BEGIN

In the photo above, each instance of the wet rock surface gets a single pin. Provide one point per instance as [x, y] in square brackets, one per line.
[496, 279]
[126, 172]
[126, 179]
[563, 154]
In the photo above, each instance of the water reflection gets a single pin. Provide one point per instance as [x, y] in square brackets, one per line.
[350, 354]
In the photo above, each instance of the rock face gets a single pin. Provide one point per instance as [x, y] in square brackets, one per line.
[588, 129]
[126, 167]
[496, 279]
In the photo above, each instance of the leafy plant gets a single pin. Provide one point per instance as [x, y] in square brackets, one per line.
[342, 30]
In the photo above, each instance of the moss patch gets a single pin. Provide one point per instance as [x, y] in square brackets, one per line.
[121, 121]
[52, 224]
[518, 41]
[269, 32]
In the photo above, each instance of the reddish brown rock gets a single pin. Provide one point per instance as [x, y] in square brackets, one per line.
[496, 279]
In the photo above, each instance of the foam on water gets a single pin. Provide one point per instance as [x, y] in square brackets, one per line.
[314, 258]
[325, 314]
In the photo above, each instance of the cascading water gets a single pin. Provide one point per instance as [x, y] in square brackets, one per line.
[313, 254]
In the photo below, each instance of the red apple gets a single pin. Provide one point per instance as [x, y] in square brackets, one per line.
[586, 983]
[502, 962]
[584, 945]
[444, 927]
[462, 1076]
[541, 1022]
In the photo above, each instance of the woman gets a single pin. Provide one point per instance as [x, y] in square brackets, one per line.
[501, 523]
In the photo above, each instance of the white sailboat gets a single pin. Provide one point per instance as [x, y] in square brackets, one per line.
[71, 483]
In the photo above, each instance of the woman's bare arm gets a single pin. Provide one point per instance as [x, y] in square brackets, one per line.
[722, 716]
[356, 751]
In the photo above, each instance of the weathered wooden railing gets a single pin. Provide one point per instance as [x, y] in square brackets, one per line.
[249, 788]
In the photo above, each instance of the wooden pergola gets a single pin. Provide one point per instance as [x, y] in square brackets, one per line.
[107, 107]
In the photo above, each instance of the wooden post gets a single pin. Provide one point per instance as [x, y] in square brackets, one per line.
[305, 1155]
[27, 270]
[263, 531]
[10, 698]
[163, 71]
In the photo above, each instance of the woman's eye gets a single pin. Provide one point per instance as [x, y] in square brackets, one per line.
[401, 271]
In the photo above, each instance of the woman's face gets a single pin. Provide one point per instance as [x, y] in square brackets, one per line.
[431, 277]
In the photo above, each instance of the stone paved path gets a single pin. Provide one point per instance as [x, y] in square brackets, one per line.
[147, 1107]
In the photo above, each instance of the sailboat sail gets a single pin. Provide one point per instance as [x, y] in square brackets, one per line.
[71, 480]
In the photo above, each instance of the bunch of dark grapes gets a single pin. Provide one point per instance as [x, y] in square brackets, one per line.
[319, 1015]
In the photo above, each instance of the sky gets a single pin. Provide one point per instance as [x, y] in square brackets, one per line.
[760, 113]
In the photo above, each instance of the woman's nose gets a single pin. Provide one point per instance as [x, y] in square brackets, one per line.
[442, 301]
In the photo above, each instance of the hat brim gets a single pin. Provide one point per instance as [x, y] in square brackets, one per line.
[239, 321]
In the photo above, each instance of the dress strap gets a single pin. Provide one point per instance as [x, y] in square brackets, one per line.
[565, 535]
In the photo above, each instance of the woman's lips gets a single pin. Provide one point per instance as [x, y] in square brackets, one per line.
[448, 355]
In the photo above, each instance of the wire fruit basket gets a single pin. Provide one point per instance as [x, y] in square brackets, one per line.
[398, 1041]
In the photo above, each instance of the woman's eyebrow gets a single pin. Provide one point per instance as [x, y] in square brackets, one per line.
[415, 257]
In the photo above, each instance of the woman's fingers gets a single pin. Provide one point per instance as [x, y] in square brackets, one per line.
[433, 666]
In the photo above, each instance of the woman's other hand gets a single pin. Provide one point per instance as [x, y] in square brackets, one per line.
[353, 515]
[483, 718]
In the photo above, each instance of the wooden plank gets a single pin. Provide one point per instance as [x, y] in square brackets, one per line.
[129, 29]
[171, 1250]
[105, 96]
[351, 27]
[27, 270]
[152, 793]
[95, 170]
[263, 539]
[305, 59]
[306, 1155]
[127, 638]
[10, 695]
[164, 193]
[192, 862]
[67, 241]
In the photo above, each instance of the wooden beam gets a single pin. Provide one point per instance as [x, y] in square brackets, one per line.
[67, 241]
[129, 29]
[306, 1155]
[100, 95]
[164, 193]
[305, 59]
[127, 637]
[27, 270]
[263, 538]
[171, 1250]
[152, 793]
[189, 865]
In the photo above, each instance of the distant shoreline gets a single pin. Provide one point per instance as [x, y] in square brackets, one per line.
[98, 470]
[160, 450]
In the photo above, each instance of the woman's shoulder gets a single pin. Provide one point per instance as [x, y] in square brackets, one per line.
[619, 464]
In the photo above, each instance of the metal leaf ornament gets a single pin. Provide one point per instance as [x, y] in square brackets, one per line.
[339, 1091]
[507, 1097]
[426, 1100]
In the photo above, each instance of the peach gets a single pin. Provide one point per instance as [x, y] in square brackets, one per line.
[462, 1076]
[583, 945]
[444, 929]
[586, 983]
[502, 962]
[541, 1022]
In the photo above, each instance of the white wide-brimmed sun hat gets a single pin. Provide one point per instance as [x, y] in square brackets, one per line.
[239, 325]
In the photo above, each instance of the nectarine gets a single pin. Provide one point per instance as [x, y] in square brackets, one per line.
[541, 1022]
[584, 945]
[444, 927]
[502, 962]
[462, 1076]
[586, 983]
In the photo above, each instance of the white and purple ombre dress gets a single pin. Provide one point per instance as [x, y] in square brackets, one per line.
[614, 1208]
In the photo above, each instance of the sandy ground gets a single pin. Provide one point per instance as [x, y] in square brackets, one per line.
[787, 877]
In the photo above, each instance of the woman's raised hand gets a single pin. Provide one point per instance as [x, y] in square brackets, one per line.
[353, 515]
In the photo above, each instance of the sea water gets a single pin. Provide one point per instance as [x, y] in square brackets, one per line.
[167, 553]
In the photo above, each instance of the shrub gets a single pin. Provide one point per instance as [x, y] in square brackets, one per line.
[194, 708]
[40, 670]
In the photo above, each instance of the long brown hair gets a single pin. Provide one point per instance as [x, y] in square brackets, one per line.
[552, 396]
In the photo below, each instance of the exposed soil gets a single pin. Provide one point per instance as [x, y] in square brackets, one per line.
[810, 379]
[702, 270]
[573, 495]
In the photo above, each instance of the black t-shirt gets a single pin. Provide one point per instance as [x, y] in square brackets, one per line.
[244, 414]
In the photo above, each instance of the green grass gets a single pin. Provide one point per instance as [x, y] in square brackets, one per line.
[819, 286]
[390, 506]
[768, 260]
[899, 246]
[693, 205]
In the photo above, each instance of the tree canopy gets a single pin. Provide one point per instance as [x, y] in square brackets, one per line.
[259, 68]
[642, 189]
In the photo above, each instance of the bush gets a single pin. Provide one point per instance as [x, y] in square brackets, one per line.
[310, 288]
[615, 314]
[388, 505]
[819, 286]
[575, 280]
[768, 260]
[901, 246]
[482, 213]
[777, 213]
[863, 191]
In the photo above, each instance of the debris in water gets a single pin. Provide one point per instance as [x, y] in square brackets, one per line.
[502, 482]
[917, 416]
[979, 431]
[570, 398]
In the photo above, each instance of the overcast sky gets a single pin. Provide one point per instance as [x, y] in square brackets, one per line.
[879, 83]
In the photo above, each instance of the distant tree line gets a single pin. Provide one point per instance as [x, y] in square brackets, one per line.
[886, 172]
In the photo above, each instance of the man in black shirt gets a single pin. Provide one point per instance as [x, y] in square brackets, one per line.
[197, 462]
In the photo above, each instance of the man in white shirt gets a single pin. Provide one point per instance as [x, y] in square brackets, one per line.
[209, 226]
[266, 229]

END

Task objective: Give the complete material back, word for word.

Worked solution:
In the photo above, each instance of the wet rock surface gets a single pin. Provide one point per instance as [x, y] in square brackets, one per line.
[496, 279]
[126, 172]
[126, 179]
[563, 154]
In the photo above, each instance of the water reflection gets a single pin. Provide one point per instance as [x, y] in square brackets, one per line.
[350, 354]
In the photo above, each instance of the rock face gets a single pin. Provide one point per instance as [x, y] in square brackets, one per line.
[588, 129]
[126, 167]
[496, 279]
In the photo above, each instance of the leafy plant gets a single pin. Provide one point per instance as [x, y] in square brackets, one per line.
[342, 30]
In the photo above, each instance of the moss patch gets a single pin. Provide one point per instance as [x, y] in square brackets, one per line.
[121, 121]
[52, 224]
[518, 41]
[269, 32]
In the photo above, each instance of the reddish brown rock gets a single pin. Provide one point per instance as [x, y] in square brackets, one per line.
[496, 279]
In the photo above, each instance of the foam on water gets a single pin. Provide one point per instance as [x, y] in square brackets, one per line.
[314, 258]
[325, 314]
In the photo above, each instance of the cascading water gets a single pin. Provide one point per instance as [x, y] in square brackets, one per line.
[313, 254]
In the photo below, each instance of the red apple gets a single pin. Provide one point per instance as [x, y] in square brackets, one per line.
[586, 983]
[502, 962]
[584, 945]
[444, 927]
[462, 1076]
[541, 1022]
In the photo above, each instance of the woman gets a single pin. Provide one point per instance as [x, y] in square brackets, one per line.
[501, 523]
In the photo above, each instance of the white sailboat gets a single pin. Provide one point per instance as [x, y] in square brackets, one per line.
[71, 483]
In the photo above, each instance of the woman's bare arm gets a single pin. Provide one point per instance as [x, y] in square brackets, one per line.
[722, 716]
[356, 751]
In the photo above, each instance of the weathered wooden railing gets a single pin. Provide one point per instance as [x, y] in square brackets, one per line.
[249, 788]
In the photo above, each instance of the wooden pergola gets a single pin. Provide one point per instance as [x, y] in square brackets, one per line.
[107, 107]
In the photo above, each instance of the wooden post gets a single pin. Provide one point per instance as [x, y] in square brackets, one per line.
[305, 1155]
[27, 270]
[263, 531]
[10, 698]
[163, 71]
In the photo above, each instance of the woman's eye gets a single pin. Provide one point per instance as [x, y] in square brackets, one per line.
[401, 271]
In the photo above, each instance of the woman's face gets a single pin. Provide one point per instance as [x, y] in square brackets, one per line.
[431, 277]
In the photo above, each instance of the stone paved path gets a single pin. Provide one point per instance as [x, y] in square brackets, one per line.
[147, 1107]
In the photo above, each instance of the sailboat sail gets a single pin. Provide one point per instance as [x, y] in square brackets, one per line.
[71, 480]
In the photo above, each instance of the bunch of dark grapes gets a single pin. Provide one point per instance as [x, y] in square brackets, one per line.
[319, 1015]
In the photo above, each instance of the sky gets a single pin. Provide one point per instance as [x, y] in square brackets, one per line.
[760, 113]
In the photo above, each instance of the woman's nose gets a single pin. Provide one point per instance as [x, y] in square brackets, one per line.
[442, 301]
In the photo above, each instance of the hat brim gets a single pin. Provide one point per instance as [x, y] in square brackets, one per line.
[239, 321]
In the photo above, each instance of the dress strap gets a single pin. Provide one point per instance as [x, y] in square brackets, one per line.
[565, 535]
In the photo above, each instance of the woman's lips gets a single pin. Provide one point per instance as [x, y] in square brackets, one per line.
[448, 355]
In the photo above, each instance of the wire fruit basket gets a single pin. Provide one point per instance as [x, y] in square brackets, one per line.
[398, 1041]
In the photo above, each instance of the woman's eyebrow gets a single pin. Provide one point per instance as [x, y] in square brackets, one per line.
[415, 257]
In the photo above, each instance of the woman's fingers gets a single pin. Provide one point per instance as [x, y] in square brackets, one per line.
[433, 666]
In the photo above, each instance of the woman's other hand gets a single pin. Provide one point per instance as [x, y] in square brackets, one per line.
[353, 515]
[483, 718]
In the photo above, each instance of the wooden plank gets a single pin. Provide one point per instance as [x, y] in square brackets, one per line.
[129, 29]
[171, 1250]
[105, 96]
[351, 27]
[27, 270]
[152, 793]
[95, 170]
[263, 539]
[305, 59]
[306, 1155]
[127, 638]
[10, 695]
[164, 193]
[192, 862]
[67, 241]
In the photo above, each instance of the wooden beam gets a single pin. Provide one point per instance as [x, y] in square brackets, one per line.
[67, 241]
[129, 29]
[306, 1155]
[100, 95]
[164, 193]
[305, 59]
[127, 637]
[27, 270]
[263, 538]
[171, 1250]
[152, 793]
[189, 865]
In the photo above, each instance of the distant shoreline gets a single pin. Provide one point per instance as [x, y] in square brackets, one per line.
[98, 470]
[160, 450]
In the photo above, each instance of the woman's shoulder gets a single pin. Provide one point per instance as [x, y] in square brackets, one per line.
[619, 464]
In the photo above, each instance of the metal leaf ornament gets a single pin. Provide one point per instance as [x, y] in square brackets, one per line.
[339, 1091]
[507, 1097]
[426, 1100]
In the photo above, each instance of the peach gets a single pin. Provide one point per instance as [x, y] in square brackets, one per line.
[462, 1076]
[583, 945]
[444, 929]
[586, 983]
[502, 962]
[541, 1022]
In the photo above, each instance of the white wide-brimmed sun hat gets a single pin. Provide one point per instance as [x, y] in square brackets, one per line.
[239, 325]
In the photo above, each instance of the nectarine gets a single pin. Provide one point per instance as [x, y] in square brackets, one per line.
[541, 1022]
[584, 945]
[444, 927]
[502, 962]
[462, 1076]
[586, 983]
In the photo above, each instance of the white and purple ombre dress gets a single pin. Provide one point per instance as [x, y] in square brackets, one per line.
[614, 1208]
In the photo above, each instance of the sandy ground gets a single pin. Provide one point per instance as [x, y] in square brackets, one per line.
[787, 877]
In the photo above, each instance of the woman's raised hand gets a single pin. Provide one point per instance as [x, y] in square brackets, one per line.
[353, 515]
In the photo above, each instance of the sea water gets a single pin. Provide one point per instance as [x, y] in square brackets, one per line.
[167, 553]
In the photo above, each instance of the shrub gets a single pin. Provide one point per instance as [x, y] in square brackets, one per line.
[194, 708]
[40, 670]
In the photo above, each instance of the long brown hair gets a single pin. Provide one point per instance as [x, y] in square brackets, one per line.
[552, 396]
In the photo below, each instance of the exposed soil gets a single pin. Provide one point per instance as [x, y] in square brackets, one per line.
[810, 379]
[702, 270]
[573, 495]
In the photo above, each instance of the black t-shirt gets a single pin. Provide one point per instance as [x, y] in square brackets, one per line.
[244, 414]
In the photo above, each instance of the green grass gets a single pin. Provide one point per instance as [x, y] in square brackets, one per line.
[819, 286]
[390, 506]
[768, 260]
[899, 246]
[693, 205]
In the photo above, each instance of the tree canopy gets a single pin. Provide one point per instance as [x, y] in square brackets, one per line.
[259, 68]
[642, 189]
In the photo above, each instance of the bush gets a single pin. Provide one point per instance as [x, y] in square brackets, one per line.
[310, 288]
[615, 314]
[388, 505]
[819, 286]
[575, 280]
[768, 260]
[901, 246]
[482, 213]
[777, 213]
[863, 191]
In the photo above, each instance of the debris in water gets a single pin. Provide one point per instance as [x, y] in square brackets, one per line.
[502, 482]
[917, 416]
[979, 431]
[570, 398]
In the photo above, each instance of the overcast sky gets a single pin. Provide one point per instance as [x, y] in square brackets, one per line.
[879, 83]
In the photo above, each instance of the distant tree line gets a single pin. Provide one point per instance as [x, y] in square brackets, one per line.
[886, 172]
In the photo above, each instance of the man in black shirt gets a single pin. Provide one point per instance as [x, y] in square brackets, one per line.
[197, 462]
In the photo above, each instance of the man in white shirt gets a single pin. Provide one point per instance as [x, y] in square brackets, one per line.
[209, 226]
[266, 229]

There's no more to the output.